[Natural language region descriptions]
=======

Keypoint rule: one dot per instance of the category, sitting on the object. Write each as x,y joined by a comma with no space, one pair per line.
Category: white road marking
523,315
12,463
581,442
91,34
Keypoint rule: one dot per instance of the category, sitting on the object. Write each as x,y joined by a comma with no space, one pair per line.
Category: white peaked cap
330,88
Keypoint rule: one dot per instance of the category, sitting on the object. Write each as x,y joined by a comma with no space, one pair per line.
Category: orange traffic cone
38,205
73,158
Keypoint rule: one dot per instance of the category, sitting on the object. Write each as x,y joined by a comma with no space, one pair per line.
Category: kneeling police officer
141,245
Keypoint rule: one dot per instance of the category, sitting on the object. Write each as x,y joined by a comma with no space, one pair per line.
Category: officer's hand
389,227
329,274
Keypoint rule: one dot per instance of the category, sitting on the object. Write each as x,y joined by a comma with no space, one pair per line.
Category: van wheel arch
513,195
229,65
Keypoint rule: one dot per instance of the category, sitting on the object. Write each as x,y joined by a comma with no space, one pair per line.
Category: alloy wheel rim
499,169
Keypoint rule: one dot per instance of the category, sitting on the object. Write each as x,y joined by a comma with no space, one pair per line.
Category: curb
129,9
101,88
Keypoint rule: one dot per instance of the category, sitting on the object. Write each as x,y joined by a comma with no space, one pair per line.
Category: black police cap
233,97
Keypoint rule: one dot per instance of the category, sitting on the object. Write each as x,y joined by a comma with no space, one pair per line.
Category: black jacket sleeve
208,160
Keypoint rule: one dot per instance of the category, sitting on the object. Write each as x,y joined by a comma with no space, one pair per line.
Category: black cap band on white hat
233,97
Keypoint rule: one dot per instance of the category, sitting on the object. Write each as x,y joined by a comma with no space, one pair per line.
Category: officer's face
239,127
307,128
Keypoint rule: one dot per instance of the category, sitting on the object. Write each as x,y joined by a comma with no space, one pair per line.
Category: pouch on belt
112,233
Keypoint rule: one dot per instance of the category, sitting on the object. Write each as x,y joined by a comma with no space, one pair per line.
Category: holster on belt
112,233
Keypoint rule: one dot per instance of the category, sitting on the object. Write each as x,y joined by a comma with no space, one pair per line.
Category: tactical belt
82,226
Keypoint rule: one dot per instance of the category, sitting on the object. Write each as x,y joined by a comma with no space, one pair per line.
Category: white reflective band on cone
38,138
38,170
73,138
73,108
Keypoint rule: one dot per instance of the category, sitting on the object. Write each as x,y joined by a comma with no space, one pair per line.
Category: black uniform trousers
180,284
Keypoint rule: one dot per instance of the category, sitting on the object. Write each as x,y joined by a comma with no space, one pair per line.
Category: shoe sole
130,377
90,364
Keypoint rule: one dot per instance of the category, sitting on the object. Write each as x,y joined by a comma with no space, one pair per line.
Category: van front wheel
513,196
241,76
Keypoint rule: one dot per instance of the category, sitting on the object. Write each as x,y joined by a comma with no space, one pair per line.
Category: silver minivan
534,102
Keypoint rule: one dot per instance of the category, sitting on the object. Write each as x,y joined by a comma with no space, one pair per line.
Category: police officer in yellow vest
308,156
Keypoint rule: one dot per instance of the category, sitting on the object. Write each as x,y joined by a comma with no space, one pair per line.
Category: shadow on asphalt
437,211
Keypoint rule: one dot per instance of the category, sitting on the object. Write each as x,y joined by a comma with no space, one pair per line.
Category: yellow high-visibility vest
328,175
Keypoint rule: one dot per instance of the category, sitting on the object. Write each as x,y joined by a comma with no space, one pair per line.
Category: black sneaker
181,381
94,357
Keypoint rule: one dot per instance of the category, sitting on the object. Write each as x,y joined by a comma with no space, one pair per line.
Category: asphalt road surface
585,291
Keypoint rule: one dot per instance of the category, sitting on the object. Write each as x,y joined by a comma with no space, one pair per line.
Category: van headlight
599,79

=======

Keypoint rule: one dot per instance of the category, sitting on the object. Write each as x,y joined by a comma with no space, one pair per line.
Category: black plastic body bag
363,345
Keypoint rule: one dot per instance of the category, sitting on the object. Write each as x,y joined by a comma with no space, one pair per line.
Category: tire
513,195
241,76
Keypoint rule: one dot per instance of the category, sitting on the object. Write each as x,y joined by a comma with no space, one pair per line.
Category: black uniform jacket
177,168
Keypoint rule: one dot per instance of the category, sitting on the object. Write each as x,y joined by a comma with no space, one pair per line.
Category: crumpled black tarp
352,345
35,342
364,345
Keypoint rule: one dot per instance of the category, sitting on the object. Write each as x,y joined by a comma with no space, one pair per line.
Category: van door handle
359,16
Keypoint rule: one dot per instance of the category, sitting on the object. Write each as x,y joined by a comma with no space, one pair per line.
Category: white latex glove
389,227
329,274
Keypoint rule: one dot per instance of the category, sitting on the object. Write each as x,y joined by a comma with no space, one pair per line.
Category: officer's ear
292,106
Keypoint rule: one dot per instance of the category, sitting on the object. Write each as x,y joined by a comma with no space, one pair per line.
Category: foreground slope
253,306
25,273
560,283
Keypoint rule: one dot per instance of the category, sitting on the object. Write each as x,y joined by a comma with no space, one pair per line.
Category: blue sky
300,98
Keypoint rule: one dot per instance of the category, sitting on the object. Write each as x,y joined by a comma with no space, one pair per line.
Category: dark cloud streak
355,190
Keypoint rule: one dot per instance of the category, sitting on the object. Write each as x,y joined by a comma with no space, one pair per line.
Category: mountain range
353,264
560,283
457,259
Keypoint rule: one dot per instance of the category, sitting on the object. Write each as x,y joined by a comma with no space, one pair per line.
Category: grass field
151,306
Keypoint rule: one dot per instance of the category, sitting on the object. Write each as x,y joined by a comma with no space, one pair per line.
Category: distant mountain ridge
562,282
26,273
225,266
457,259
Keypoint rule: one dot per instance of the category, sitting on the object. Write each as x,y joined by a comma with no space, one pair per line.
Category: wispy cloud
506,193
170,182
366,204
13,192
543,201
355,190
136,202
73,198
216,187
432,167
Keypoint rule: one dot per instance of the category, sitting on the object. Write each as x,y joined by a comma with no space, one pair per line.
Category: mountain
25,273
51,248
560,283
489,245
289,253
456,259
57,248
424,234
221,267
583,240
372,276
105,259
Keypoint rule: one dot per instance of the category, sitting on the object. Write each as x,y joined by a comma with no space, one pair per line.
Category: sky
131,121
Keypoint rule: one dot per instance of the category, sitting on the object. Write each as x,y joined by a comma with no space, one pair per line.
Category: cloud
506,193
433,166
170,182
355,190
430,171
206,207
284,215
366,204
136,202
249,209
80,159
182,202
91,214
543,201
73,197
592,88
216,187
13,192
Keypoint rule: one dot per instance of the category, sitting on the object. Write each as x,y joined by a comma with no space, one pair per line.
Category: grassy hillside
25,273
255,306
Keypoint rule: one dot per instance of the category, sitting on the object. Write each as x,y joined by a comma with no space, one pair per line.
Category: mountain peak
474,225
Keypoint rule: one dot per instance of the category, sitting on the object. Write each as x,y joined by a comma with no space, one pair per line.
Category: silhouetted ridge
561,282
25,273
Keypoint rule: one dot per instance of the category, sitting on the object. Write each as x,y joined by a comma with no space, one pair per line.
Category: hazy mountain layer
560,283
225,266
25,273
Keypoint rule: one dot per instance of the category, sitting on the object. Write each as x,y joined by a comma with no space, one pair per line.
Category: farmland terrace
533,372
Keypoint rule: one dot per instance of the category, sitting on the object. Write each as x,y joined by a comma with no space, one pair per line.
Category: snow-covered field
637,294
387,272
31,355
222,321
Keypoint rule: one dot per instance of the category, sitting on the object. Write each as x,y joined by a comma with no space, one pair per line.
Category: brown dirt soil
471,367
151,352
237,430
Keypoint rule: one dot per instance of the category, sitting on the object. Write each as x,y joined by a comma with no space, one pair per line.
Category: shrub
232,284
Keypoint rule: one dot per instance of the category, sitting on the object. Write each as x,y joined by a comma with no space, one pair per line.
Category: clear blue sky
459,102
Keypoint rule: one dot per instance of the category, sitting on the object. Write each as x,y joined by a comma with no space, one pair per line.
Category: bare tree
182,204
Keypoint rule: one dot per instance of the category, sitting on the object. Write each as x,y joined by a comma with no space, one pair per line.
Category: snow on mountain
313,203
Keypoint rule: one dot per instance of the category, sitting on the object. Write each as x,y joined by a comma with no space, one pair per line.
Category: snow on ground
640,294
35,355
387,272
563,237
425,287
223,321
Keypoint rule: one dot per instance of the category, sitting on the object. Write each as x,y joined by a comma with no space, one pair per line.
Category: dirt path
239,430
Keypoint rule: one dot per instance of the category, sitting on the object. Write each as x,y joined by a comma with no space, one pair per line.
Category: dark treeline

=======

Could you return exactly the lines above from the line with "Category: snow on ground" to the line with "Category: dark treeline", both included, and nothing else?

▶ _PROBLEM SOLUTION_
Category: snow on ground
640,294
35,355
387,272
563,237
425,287
223,321
Keypoint rule: one dot per instance of the category, sitting on the object. Write each as x,y joined by a comma with no space, one pair per line.
Category: dirt path
239,430
Keypoint rule: one dot per instance of the category, sitting on the object. Write each as x,y joined by a comma with no space, one pair per line.
Category: dark treeline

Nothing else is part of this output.